REQUIREMENT
Omitting all images, give the entries that follow again exactly as they read.

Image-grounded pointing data
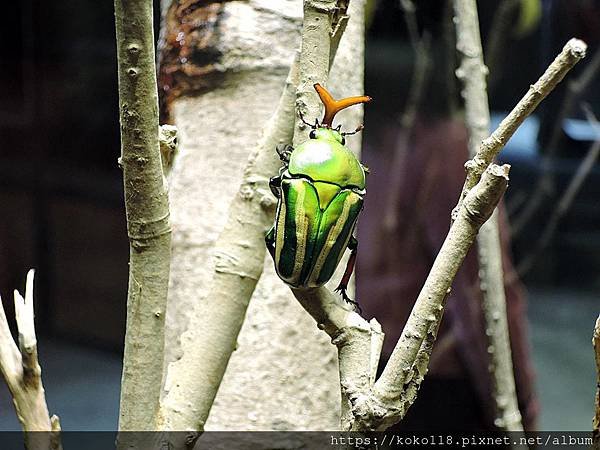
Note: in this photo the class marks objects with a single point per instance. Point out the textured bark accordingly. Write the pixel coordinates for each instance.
(545, 185)
(217, 132)
(376, 405)
(23, 375)
(596, 420)
(472, 72)
(147, 209)
(571, 54)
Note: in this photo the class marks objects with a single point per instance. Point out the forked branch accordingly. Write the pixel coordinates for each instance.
(23, 374)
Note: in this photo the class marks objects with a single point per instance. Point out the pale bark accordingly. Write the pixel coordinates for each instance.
(472, 72)
(596, 419)
(376, 405)
(147, 211)
(23, 375)
(422, 68)
(545, 185)
(255, 387)
(571, 54)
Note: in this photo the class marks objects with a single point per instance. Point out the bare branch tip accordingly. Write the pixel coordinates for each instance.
(499, 171)
(576, 47)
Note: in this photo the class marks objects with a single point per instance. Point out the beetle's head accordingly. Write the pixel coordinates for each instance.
(328, 134)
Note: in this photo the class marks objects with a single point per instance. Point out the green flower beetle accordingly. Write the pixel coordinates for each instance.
(320, 191)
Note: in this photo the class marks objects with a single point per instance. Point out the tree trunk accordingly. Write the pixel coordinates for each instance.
(283, 374)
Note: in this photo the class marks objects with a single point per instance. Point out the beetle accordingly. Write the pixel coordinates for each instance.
(320, 191)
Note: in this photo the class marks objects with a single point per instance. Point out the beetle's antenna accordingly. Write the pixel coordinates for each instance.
(358, 128)
(307, 123)
(333, 106)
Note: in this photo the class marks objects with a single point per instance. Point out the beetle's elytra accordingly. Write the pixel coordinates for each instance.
(320, 190)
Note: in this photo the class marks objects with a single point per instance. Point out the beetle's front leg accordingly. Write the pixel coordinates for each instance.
(270, 242)
(284, 151)
(343, 286)
(275, 185)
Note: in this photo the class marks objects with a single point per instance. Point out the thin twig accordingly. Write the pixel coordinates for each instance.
(147, 210)
(565, 202)
(422, 49)
(570, 55)
(193, 380)
(23, 374)
(596, 420)
(545, 184)
(499, 33)
(472, 72)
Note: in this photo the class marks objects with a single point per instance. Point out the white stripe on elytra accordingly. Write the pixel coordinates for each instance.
(332, 237)
(301, 234)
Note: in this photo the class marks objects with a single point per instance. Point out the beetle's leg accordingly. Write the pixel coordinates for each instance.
(284, 151)
(270, 241)
(353, 247)
(275, 185)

PROBLEM SOLUTION
Note: in this photo the class marks objects with a single point per instance. Point out the textured bark accordingly. Write the pixel coordinates for each instance.
(545, 185)
(217, 132)
(376, 405)
(23, 375)
(596, 420)
(472, 72)
(147, 209)
(571, 54)
Note: in this photo the class marks objects with a single point per instance. Point out the forked branch accordingly. Write the pixel coordinates for each instance.
(23, 374)
Note: in this photo the class marks objects with a single point per instance. Point out the pale bark accordingly. Write the pixel coordinates for each instance.
(472, 72)
(596, 419)
(376, 405)
(147, 211)
(23, 375)
(422, 68)
(545, 185)
(255, 387)
(571, 54)
Note: in this photo the class marks objects with a single point per instance. Point out the bare branch tip accordingly. Write the pixel coordinates for each instance.
(499, 171)
(576, 47)
Note: in this photo the class marks objects with a single point per instance. Point out the beetle's head accordingly. Write the pixel coordinates for each instance.
(328, 134)
Note: in this photo the class marks objects with a single point per instance. Point out the green flower beetle accordingly. Write the pixel coordinates for each instance.
(320, 191)
Note: in this photo the class marks objects with a single point per instance. Point out the tree trunk accordingly. Write the pixel coordinates for each instance.
(283, 374)
Note: in this photo the class marks objects with a single point per instance. Point out the beetle accordingly. Write the pixel coordinates for each instance.
(320, 191)
Note: in this photo the class marks objects with a single point per instance. Point out the beetle's antenna accordingly. Write the pixel coordinates for each instance.
(358, 128)
(307, 123)
(333, 106)
Note: in this photo the class marks objects with a single point per instance. Point out the beetle's elytra accordingly. Write the pixel coordinates for each instance.
(320, 190)
Note: in this photo the class marks objects with a single point per instance. Point out the beetle's front leg accordingly. Write the pixel coordinates for each instance.
(270, 242)
(284, 151)
(343, 286)
(275, 185)
Note: in this photo the class marks objects with a single point per instance. Point out the thin twig accordingly. Write the pixel coordinates for each instance.
(147, 210)
(565, 202)
(422, 49)
(570, 55)
(193, 380)
(23, 374)
(596, 420)
(545, 184)
(499, 33)
(472, 72)
Note: in this photo the class marks objects with a single point per instance. Point out the white stripe on elytra accordingly. Write the pixel coordinates for each instance.
(332, 237)
(301, 234)
Note: in this photo the class marks objects with a single point per instance. Point out the beetle's leg accordingly. Write the pixel coordinates for each instance.
(284, 151)
(270, 241)
(353, 247)
(275, 185)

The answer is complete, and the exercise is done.